▶ _WORK TO COMPLETE_
Your output should be an exact copy of the records, with no pictures in it.
─── THE DATA ───
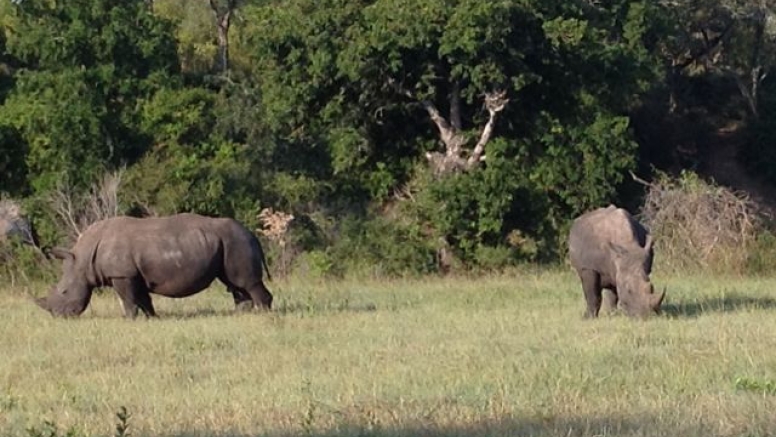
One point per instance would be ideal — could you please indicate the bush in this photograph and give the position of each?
(699, 225)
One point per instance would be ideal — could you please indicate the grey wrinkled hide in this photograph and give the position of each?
(174, 256)
(610, 250)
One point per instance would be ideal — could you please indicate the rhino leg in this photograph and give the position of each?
(262, 298)
(134, 296)
(610, 300)
(591, 285)
(242, 300)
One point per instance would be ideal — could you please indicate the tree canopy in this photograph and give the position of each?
(403, 133)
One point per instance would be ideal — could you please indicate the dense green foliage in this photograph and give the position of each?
(331, 110)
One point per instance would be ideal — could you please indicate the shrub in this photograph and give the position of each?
(699, 225)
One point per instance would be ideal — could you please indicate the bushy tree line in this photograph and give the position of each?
(403, 135)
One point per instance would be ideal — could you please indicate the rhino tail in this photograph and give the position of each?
(266, 267)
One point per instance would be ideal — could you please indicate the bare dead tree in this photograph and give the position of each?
(222, 11)
(77, 211)
(456, 157)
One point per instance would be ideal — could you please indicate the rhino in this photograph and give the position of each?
(609, 249)
(174, 256)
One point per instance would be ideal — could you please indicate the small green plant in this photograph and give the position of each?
(122, 425)
(765, 386)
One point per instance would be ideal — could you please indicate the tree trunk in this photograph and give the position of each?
(223, 17)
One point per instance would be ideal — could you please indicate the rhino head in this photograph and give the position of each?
(71, 296)
(635, 291)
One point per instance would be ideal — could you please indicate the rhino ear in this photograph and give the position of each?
(617, 250)
(60, 253)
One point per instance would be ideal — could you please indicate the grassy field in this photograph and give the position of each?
(501, 355)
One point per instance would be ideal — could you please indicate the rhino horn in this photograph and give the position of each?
(648, 243)
(43, 303)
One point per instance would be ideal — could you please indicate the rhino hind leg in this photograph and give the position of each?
(610, 300)
(134, 296)
(242, 300)
(262, 298)
(591, 285)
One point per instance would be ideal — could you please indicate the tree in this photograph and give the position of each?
(369, 89)
(75, 98)
(222, 12)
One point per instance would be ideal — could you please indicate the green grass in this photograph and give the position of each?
(492, 356)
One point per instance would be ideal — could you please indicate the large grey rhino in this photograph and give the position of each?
(609, 249)
(174, 256)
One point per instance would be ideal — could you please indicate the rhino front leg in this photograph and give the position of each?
(591, 285)
(134, 296)
(610, 300)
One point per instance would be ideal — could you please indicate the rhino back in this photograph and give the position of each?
(592, 232)
(186, 248)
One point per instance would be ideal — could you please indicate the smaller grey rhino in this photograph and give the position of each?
(175, 256)
(610, 250)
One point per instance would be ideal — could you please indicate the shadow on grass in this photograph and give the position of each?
(722, 304)
(610, 426)
(279, 309)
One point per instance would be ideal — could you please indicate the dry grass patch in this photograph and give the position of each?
(506, 355)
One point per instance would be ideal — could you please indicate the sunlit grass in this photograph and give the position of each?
(499, 355)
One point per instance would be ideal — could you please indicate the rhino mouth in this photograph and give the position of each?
(61, 309)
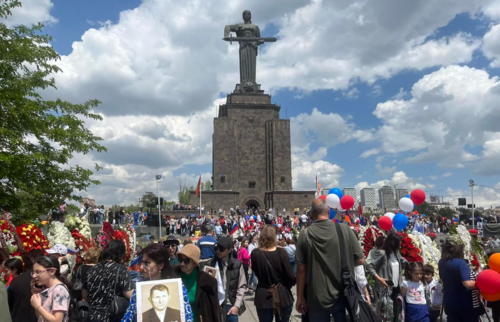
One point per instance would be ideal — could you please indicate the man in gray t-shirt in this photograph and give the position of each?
(323, 292)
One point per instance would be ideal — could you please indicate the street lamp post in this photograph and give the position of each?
(471, 184)
(158, 177)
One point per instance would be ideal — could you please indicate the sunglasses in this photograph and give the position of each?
(220, 248)
(184, 260)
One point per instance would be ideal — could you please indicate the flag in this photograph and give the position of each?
(318, 186)
(198, 187)
(234, 229)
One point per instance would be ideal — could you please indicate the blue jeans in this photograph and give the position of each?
(337, 311)
(267, 315)
(232, 317)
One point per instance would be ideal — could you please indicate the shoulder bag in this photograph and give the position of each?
(119, 304)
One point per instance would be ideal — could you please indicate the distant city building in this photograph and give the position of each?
(400, 193)
(351, 192)
(386, 196)
(435, 199)
(369, 198)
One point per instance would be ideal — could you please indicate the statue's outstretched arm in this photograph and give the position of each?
(229, 28)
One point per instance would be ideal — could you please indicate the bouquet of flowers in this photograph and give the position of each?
(8, 237)
(59, 234)
(409, 251)
(32, 237)
(367, 238)
(74, 222)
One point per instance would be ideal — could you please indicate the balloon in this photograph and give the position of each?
(390, 215)
(417, 196)
(406, 204)
(488, 281)
(385, 223)
(333, 201)
(400, 222)
(494, 262)
(332, 213)
(337, 192)
(491, 297)
(346, 202)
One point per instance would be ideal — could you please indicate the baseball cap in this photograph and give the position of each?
(171, 240)
(225, 242)
(58, 249)
(454, 240)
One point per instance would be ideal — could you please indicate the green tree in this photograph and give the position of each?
(38, 137)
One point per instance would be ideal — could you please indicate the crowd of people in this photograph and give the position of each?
(256, 253)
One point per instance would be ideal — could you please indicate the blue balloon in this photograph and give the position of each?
(332, 214)
(336, 191)
(400, 221)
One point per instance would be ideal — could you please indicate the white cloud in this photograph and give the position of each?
(370, 152)
(491, 45)
(31, 12)
(328, 129)
(450, 110)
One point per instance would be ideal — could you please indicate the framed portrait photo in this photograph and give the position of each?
(212, 271)
(160, 301)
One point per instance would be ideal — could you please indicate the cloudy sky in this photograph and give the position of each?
(378, 91)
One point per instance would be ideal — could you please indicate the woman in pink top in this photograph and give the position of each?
(244, 257)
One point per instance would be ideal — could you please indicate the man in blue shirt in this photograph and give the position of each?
(207, 244)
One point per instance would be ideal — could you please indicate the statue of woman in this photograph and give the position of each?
(248, 49)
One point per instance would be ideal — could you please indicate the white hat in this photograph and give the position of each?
(58, 249)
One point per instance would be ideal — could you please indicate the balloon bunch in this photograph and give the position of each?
(399, 221)
(488, 281)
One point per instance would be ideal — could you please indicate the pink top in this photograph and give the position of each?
(244, 256)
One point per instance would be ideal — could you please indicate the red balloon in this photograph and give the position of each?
(417, 196)
(488, 281)
(491, 297)
(346, 202)
(385, 223)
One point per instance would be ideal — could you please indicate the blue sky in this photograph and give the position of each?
(413, 84)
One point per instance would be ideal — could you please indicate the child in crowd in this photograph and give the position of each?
(51, 304)
(413, 290)
(435, 292)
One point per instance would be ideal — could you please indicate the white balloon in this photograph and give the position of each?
(333, 201)
(390, 215)
(406, 204)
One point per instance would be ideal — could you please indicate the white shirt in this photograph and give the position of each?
(415, 292)
(395, 269)
(161, 314)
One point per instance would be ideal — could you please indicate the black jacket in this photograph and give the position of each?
(232, 276)
(207, 298)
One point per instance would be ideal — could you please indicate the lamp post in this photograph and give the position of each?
(158, 177)
(471, 184)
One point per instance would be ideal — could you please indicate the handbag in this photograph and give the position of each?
(357, 309)
(119, 304)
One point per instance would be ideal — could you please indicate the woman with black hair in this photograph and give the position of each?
(106, 280)
(457, 282)
(386, 267)
(155, 265)
(52, 304)
(13, 268)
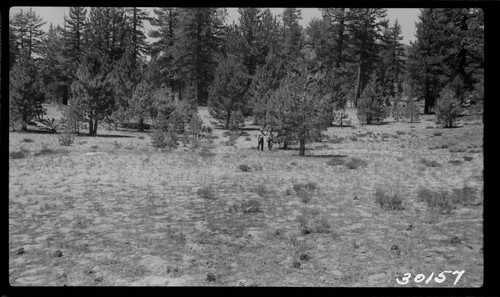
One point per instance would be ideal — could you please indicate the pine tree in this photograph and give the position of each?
(198, 39)
(266, 81)
(52, 66)
(292, 40)
(294, 109)
(336, 20)
(27, 27)
(372, 104)
(448, 107)
(397, 108)
(93, 90)
(365, 28)
(411, 111)
(425, 64)
(137, 37)
(141, 103)
(227, 90)
(25, 95)
(72, 34)
(165, 22)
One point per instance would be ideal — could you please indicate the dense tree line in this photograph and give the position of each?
(264, 66)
───
▶ _EXERCISE RESULT_
One point per instance would be ideal — could you please indicate the bush in this photograph and give the position of each?
(699, 225)
One point per instance would be ideal — could you please indicate the grey wrinkled hide in this photograph and give the position of each?
(174, 256)
(610, 250)
One point per instance would be ideal — could you please indicate the rhino leg in this photograph and give the position of each?
(262, 298)
(134, 296)
(610, 300)
(591, 285)
(242, 300)
One point per instance would be ideal — could you please indicate the tree canopy in this photograph and give the position of each?
(403, 133)
One point per instance would be ideal — could you please indicate the dense green foliage in this photograph and give the position of each?
(331, 110)
One point per instance would be ideal — could you please indicate the shrub in this photograph and give the position of each?
(699, 225)
One point per instance would be ideal — could you please indicate the bushy tree line in this photograph and give the position of each?
(403, 135)
One point per instance would be ideal — could you please indicate the rhino tail in this photograph and give the position of each?
(266, 267)
One point per instance would be ideal — could you please indicate the bare dead tree in this photograph and give the position of each?
(222, 11)
(77, 211)
(456, 157)
One point per instance would be ideal — could you please indicate the rhino in this photograph and give the position of each?
(609, 249)
(174, 256)
One point per instance would be ideal — could you please indicate the small green plant in this photograph and give the position of each?
(122, 425)
(765, 386)
One point per instance would be ideal — could you please indicate the tree trunk in this photograph and give the position of each?
(223, 17)
One point per instance would be ideal — could you please indicate the rhino head in this photograph and give the position of each?
(71, 296)
(635, 291)
One point per instance would be ideal — could you please indicate the rhino ear in this photograph and give the position of each?
(617, 250)
(60, 253)
One point per instance would be ideal — could you please indicate the grassy field in this photograph and give the position of each?
(501, 355)
One point per instance would be ideal — could you please indicate the rhino horn in this photograph and give the position of each?
(648, 243)
(43, 303)
One point per instance would be ideal — could you please indicate the rhino hind leg in this photograph and give the position of each?
(610, 300)
(134, 296)
(242, 300)
(262, 298)
(591, 285)
One point per instance would be ideal — could you please indicate the tree in this photograph and give the position of each?
(369, 89)
(75, 98)
(222, 12)
One point per instance would be ideal — could you please indicate the green grass in this photograph and give the position of each?
(492, 356)
One point per instance would be ideal — could you please indicate the large grey rhino in this photograph and give the position of each?
(609, 249)
(174, 256)
One point per instance would be ideal — could you please indicate the rhino front leg in this photograph and give the position of each?
(591, 285)
(134, 296)
(610, 300)
One point per instance would be ideal — could you please indicate the rhino back in this photograph and give the position of each?
(592, 232)
(186, 248)
One point per instance would be ideal — could you please indicate the smaller grey rhino in this photograph and give the position of each?
(175, 256)
(610, 250)
One point per instance would be ideal — could you please indicate the shadow on grass in this photograph and give the position of each?
(722, 304)
(610, 426)
(279, 309)
One point per instance would be ideal — could you please indicate the dry grass patch in this photograph and give the position of each?
(506, 355)
One point per instance would be ideal — could you please indicate the sunlit grass in this photograph and give the position of each?
(499, 355)
One point per instance would be ideal — could you please indicate the rhino mouth in this photograph and give the position of each?
(61, 309)
One point per instance would be ideal — could you please indicate the man in gray t-shirt in this photograph and give the position of each?
(323, 292)
One point per instance would be ideal — could you please indicate the street lamp post in this photograph and give the position of each?
(471, 184)
(158, 177)
One point per instance would be ideal — could you please indicate the sunglasses in this photograph and give the position of each?
(220, 248)
(184, 260)
One point per instance would be ideal — could you please indicate the flag in this photograph and give the position of each?
(318, 186)
(198, 187)
(234, 229)
One point per instance would be ideal — could you please indicate the blue jeans in this photograph and give the position of each?
(337, 311)
(267, 315)
(232, 317)
One point per instance would be ideal — could you please indicate the shoulder bag in this photograph and give the position of each?
(119, 304)
One point per instance would be ideal — could you please indicate the distant city building in this photograph and give the position of each?
(400, 193)
(351, 192)
(386, 196)
(435, 199)
(369, 198)
One point per instance would be ideal — could you please indicate the statue's outstretched arm in this photograph and give the position of each?
(229, 28)
One point per instance would be ideal — could you please indicate the bouquet of flowers in this photograph and give the position of each?
(8, 237)
(59, 234)
(409, 251)
(32, 237)
(367, 238)
(74, 222)
One point per instance would be ideal — could you please indicate the balloon in this photograph and give the position of each?
(390, 215)
(417, 196)
(406, 204)
(488, 281)
(385, 223)
(333, 201)
(400, 222)
(494, 262)
(332, 213)
(337, 192)
(491, 297)
(346, 202)
One point per instance would be ideal — could you please indicate the baseball cap in this photograph and give the position of each?
(171, 240)
(225, 242)
(58, 249)
(454, 240)
One point per instance would be ideal — could you please indicate the green tree in this photograph and give the position of each?
(38, 137)
One point per instance would be ideal — could you please indicate the crowd of people in this photograph and give the position of each?
(256, 253)
One point per instance would be ideal — could you please indicate the blue balloon in this photograph and give the position of each?
(332, 214)
(336, 191)
(400, 221)
One point per instance would be ideal — could you please indicate the white cloud in this photograph and give the position of each?
(370, 152)
(491, 45)
(31, 12)
(328, 129)
(450, 110)
One point per instance would be ideal — could you please indicate the framed portrait photo in this photograph and give the position of each?
(212, 271)
(160, 301)
One point per instance would be ideal — could you please indicate the cloudy sky in this photograph and give the position of each?
(378, 91)
One point per instance would be ideal — could you please indicate the woman in pink top in this photograph and give the position of each?
(244, 257)
One point per instance would be ideal — could you please indicate the man in blue shirt in this photograph and give the position of each?
(207, 244)
One point per instance would be ideal — could you please indicate the statue of woman in this photograph and give the position of each?
(248, 49)
One point per instance would be ideal — could you please indicate the white hat in this photograph and give the position of each?
(58, 249)
One point per instance would be ideal — could you please indicate the balloon bunch in this photograph and give the position of each?
(399, 221)
(488, 281)
One point per instance would be ideal — could you please indicate the pink top in this photograph and give the position of each?
(244, 256)
One point per instance would be ideal — could you please indicate the red balloon in this photograph and give the position of each?
(417, 196)
(488, 281)
(491, 297)
(346, 202)
(385, 223)
One point per instance would be ideal — could you please indicate the blue sky in this photograph and give the position of each?
(413, 84)
One point per instance would be ideal — could you please indicate the child in crowd in this photograph and give the position of each?
(51, 304)
(413, 290)
(435, 292)
One point per instance would be ideal — could you please indicate the white balloon in this photograph and give the position of each?
(333, 201)
(390, 215)
(406, 204)
One point per instance would be ideal — could you please indicate the white shirt in this photograph and give the position of each?
(415, 292)
(395, 269)
(161, 314)
One point per instance would be ideal — could you please indicate the black jacket in this photograph and give the position of each?
(232, 276)
(207, 298)
One point per instance would be ideal — could you please indicate the lamp post in this photograph and give the position of each?
(158, 177)
(471, 184)
One point per instance would be ideal — could you please indicate the handbag in this photograph and give the position of each?
(357, 309)
(119, 304)
One point per instance would be ideal — could you please indicate the woman with black hair in this photograph and give the position of each?
(106, 280)
(457, 282)
(386, 267)
(155, 265)
(52, 304)
(13, 268)
One point per instance would be ideal — could you please indicate the pine tree in this photograph and give the position of each?
(198, 39)
(266, 81)
(52, 66)
(292, 40)
(294, 109)
(336, 20)
(27, 27)
(372, 104)
(448, 107)
(397, 108)
(93, 90)
(365, 28)
(411, 111)
(425, 64)
(137, 37)
(141, 103)
(227, 90)
(25, 95)
(72, 34)
(165, 22)
One point per instance would be ideal — could you please indicate the dense tree line in this photograph and give the position of each?
(264, 66)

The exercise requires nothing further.